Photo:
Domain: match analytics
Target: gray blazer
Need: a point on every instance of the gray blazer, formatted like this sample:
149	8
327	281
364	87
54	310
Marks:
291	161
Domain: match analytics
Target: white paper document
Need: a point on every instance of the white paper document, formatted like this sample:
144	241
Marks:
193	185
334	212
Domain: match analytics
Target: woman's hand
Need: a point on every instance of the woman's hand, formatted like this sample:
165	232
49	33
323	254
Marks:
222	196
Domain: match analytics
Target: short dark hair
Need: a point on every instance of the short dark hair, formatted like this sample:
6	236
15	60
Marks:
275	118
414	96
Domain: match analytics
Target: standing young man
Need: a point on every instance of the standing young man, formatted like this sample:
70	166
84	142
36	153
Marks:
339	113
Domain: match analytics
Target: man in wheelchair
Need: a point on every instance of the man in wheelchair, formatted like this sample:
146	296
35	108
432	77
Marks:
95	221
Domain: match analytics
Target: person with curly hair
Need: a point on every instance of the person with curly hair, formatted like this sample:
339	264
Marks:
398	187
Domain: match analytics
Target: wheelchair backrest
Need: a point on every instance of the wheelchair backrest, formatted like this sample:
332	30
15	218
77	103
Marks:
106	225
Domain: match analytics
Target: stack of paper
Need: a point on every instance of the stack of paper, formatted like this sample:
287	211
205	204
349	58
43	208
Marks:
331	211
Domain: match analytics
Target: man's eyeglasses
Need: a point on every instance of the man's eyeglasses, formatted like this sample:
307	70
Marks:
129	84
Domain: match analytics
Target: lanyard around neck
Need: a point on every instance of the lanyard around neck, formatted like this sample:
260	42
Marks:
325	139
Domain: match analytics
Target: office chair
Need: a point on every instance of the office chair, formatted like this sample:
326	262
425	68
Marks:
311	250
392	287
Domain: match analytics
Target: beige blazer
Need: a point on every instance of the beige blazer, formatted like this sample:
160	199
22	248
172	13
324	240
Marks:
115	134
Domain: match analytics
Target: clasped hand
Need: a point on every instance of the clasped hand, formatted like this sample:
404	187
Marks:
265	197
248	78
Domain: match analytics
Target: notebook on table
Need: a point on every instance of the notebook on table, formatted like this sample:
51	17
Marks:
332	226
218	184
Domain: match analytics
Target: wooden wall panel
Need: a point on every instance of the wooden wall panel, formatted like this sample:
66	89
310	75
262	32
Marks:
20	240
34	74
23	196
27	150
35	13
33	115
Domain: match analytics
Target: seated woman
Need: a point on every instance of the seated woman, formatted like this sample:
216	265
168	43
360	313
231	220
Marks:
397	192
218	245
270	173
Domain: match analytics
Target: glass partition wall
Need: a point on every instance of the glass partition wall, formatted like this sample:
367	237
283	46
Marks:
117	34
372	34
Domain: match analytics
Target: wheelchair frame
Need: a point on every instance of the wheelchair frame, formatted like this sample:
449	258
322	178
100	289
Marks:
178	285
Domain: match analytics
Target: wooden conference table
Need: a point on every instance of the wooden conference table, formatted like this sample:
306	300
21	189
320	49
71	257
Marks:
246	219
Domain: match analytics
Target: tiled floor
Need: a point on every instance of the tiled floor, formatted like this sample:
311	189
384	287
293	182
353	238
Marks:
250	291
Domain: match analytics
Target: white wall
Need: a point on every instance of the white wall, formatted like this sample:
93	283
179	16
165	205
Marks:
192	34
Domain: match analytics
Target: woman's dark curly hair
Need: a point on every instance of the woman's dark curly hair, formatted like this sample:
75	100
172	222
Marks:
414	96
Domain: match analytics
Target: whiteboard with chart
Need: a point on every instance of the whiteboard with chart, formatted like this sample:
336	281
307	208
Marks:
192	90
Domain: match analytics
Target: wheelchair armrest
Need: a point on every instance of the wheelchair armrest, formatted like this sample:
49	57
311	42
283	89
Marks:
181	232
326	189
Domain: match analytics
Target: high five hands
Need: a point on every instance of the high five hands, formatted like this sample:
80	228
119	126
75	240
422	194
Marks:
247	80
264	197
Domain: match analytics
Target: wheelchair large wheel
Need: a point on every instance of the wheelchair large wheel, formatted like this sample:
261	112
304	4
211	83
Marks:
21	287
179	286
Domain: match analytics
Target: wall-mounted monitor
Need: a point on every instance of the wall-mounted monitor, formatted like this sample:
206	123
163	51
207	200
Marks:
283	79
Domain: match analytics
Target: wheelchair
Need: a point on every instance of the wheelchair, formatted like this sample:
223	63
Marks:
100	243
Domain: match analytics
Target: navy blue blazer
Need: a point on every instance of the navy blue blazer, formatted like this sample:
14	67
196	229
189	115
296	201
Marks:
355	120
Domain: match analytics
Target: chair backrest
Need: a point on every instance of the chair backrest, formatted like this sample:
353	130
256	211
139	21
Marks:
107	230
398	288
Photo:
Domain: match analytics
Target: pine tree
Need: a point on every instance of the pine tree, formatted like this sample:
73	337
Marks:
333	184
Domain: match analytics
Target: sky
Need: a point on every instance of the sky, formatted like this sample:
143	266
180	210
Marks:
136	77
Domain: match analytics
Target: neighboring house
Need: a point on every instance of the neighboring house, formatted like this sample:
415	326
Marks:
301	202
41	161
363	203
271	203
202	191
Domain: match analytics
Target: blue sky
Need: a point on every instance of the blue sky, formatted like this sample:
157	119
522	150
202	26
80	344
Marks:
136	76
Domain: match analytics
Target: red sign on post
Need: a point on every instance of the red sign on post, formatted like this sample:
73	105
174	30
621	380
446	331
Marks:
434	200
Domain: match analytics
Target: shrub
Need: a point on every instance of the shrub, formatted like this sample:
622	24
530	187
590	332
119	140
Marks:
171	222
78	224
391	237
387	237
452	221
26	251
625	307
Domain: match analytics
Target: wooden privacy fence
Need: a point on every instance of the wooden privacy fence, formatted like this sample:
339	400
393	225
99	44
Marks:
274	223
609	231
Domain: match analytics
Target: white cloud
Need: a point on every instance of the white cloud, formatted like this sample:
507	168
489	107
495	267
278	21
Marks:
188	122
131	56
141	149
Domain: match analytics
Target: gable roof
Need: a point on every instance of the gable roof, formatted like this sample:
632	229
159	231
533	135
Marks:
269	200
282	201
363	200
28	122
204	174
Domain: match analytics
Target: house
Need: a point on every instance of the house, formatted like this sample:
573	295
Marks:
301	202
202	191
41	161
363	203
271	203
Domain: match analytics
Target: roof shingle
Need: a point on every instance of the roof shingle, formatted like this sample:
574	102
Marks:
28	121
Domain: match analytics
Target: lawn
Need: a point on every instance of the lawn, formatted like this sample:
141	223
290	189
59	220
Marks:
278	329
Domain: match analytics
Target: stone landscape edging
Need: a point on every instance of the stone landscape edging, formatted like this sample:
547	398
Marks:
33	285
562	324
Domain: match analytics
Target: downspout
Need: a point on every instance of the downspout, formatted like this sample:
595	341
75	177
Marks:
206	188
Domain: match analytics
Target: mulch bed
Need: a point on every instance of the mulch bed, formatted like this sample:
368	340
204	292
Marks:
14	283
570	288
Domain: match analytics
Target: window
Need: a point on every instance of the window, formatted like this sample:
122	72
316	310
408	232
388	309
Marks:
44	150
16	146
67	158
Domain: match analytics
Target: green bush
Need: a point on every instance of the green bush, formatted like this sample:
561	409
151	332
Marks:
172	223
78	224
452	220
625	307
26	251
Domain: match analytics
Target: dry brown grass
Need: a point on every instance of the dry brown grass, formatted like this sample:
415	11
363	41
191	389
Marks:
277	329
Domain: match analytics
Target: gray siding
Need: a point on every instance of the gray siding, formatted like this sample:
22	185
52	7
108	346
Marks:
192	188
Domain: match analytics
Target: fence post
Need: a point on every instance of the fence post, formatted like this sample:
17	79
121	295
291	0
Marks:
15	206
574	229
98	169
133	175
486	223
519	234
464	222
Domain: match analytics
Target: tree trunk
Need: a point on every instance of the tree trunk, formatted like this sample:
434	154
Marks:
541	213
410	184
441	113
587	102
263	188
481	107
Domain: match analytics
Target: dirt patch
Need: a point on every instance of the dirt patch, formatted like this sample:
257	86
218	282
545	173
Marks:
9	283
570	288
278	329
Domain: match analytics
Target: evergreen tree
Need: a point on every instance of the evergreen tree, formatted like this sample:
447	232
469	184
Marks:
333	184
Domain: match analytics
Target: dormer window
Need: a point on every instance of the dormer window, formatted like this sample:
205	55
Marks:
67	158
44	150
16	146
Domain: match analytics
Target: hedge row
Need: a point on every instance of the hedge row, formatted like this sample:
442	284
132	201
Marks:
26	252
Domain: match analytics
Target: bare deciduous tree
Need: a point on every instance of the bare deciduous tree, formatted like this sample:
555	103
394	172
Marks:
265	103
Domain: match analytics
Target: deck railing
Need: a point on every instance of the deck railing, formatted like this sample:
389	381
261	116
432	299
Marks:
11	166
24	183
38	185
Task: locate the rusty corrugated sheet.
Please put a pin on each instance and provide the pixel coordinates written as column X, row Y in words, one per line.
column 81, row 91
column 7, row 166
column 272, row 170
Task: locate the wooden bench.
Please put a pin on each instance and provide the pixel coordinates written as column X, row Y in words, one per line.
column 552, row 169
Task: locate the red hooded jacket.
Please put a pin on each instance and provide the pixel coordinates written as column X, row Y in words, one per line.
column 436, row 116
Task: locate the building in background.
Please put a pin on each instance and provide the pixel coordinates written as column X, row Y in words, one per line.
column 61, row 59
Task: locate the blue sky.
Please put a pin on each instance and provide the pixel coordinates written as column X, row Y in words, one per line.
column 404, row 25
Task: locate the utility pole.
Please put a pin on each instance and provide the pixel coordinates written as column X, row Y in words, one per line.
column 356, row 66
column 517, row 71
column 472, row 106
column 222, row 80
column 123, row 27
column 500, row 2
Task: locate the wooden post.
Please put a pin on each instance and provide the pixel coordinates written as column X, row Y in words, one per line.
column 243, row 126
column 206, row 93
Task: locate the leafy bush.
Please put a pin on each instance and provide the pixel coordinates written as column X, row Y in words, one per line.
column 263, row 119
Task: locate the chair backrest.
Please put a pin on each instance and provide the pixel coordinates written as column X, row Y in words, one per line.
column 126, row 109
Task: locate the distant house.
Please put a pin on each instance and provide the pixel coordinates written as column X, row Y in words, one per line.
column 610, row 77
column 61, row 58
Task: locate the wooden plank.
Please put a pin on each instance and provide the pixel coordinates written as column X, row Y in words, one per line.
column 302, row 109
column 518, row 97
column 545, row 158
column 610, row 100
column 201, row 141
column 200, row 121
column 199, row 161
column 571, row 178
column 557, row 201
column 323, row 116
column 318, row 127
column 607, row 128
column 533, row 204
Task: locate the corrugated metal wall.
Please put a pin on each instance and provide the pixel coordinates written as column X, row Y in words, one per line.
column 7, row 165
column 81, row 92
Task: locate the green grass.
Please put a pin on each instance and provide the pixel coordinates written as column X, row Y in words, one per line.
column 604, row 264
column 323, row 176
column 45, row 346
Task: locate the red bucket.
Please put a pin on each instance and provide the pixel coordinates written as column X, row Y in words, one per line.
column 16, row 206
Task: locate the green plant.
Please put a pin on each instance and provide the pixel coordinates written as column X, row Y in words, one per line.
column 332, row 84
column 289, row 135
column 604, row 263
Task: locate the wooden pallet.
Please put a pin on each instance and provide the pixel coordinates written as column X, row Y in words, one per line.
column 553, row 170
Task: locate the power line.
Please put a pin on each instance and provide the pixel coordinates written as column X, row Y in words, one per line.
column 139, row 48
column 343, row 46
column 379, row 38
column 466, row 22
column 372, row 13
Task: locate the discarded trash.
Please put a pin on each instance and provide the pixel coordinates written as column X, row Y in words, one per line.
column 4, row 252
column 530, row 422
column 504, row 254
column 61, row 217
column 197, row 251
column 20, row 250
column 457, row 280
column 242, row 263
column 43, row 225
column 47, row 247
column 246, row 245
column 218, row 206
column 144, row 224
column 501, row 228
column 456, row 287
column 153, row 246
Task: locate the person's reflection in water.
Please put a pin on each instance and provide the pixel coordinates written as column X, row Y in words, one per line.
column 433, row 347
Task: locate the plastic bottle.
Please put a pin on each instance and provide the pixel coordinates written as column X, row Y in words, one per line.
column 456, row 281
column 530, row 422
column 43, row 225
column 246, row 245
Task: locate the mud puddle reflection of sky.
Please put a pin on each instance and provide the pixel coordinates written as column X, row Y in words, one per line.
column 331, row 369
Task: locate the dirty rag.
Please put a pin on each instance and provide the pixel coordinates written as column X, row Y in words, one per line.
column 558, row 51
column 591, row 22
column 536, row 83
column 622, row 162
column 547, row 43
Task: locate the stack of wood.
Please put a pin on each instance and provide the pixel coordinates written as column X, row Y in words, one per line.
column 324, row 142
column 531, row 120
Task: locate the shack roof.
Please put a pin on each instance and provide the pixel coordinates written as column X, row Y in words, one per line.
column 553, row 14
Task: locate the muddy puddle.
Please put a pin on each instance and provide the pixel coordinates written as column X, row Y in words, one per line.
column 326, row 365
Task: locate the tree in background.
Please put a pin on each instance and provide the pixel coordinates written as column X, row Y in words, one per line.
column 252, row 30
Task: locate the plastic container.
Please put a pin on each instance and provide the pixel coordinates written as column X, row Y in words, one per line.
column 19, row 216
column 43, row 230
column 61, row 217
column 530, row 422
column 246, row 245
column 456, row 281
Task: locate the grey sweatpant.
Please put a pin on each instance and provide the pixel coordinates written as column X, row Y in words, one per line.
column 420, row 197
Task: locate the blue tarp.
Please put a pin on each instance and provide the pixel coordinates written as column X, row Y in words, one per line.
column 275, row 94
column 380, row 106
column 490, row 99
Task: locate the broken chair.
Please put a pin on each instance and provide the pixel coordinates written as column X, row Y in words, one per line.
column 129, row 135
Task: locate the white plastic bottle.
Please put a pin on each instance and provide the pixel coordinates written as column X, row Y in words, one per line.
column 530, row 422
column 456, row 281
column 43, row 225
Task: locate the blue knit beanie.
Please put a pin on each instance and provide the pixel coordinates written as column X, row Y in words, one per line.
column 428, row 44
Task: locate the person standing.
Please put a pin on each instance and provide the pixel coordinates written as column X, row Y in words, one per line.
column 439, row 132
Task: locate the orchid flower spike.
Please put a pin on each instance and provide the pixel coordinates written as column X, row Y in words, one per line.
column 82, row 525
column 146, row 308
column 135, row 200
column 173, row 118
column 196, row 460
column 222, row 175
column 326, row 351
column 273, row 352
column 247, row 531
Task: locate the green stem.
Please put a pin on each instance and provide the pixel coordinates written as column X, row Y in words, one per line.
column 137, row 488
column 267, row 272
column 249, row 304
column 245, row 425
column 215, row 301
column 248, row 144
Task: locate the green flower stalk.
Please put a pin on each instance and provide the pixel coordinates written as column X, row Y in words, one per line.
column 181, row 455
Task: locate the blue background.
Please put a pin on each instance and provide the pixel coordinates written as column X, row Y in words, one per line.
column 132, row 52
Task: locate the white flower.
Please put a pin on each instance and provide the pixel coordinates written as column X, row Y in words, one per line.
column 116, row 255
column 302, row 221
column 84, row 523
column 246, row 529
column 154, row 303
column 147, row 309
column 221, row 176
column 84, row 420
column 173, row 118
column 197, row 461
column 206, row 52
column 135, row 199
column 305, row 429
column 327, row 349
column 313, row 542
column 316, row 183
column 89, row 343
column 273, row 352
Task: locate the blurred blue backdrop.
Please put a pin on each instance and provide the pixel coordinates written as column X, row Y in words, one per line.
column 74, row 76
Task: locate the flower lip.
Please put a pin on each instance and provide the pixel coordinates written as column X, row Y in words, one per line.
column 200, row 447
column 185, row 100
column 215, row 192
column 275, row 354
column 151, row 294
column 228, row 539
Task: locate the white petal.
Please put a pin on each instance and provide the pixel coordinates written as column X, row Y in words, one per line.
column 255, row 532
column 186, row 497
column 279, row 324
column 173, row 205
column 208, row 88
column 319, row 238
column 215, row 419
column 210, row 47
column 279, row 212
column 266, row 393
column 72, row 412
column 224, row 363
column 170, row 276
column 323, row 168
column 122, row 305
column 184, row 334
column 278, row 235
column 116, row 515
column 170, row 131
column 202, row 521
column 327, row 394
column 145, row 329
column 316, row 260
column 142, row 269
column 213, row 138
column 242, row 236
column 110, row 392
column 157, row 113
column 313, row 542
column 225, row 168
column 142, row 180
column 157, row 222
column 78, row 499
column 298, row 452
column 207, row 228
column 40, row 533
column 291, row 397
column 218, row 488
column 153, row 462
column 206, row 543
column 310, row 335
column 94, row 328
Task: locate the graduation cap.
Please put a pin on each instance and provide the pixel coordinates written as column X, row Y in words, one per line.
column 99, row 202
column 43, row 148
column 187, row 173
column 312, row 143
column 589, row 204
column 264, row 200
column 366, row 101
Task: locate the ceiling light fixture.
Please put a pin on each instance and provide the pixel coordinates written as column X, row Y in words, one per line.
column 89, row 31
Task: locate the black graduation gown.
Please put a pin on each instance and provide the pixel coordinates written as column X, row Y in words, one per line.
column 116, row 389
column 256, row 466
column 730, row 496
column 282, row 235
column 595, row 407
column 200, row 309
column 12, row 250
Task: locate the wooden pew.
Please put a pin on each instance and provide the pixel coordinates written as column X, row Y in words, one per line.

────────────────────

#### The problem
Determine the count of lines in the data that contain the string "woman", and reply with that count alone.

#### Your solution
6